Aufgabe - Schreib alles vom Anfang der Einträge unten bis hinunter zur Zeile mit "x=486, y=373" Zeichen für Zeichen ab, diese Zeile eingeschlossen.

Gegebene Angaben -
================================
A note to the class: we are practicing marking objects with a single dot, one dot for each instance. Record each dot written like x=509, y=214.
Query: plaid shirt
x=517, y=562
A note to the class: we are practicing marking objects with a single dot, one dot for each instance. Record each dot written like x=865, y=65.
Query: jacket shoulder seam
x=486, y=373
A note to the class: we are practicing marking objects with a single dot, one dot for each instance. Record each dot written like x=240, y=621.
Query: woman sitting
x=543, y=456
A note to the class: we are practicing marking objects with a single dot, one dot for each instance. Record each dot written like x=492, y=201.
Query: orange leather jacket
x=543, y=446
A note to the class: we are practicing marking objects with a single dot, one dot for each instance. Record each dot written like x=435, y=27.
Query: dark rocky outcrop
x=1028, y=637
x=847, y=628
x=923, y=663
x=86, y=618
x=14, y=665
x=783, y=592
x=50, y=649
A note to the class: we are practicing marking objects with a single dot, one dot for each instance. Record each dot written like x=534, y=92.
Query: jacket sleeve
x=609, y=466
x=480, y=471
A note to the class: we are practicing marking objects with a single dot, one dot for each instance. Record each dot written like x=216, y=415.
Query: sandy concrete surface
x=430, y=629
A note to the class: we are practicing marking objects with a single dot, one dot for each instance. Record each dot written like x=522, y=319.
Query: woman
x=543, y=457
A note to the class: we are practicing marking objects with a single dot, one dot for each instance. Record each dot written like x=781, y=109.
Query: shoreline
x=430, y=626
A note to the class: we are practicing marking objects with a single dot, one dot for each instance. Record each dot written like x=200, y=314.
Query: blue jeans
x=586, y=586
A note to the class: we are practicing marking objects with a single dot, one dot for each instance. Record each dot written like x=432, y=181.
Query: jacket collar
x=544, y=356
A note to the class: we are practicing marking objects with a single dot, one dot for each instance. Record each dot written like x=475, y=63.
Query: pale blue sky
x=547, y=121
================================
Erwartetes Ergebnis -
A note to the class: we are practicing marking objects with a single dot, one dot for each instance. Record each dot written like x=509, y=214.
Query: plaid shirt
x=517, y=562
A note to the class: we are practicing marking objects with a single dot, one dot for each instance. Record each dot written like x=865, y=65.
Query: jacket shoulder seam
x=486, y=373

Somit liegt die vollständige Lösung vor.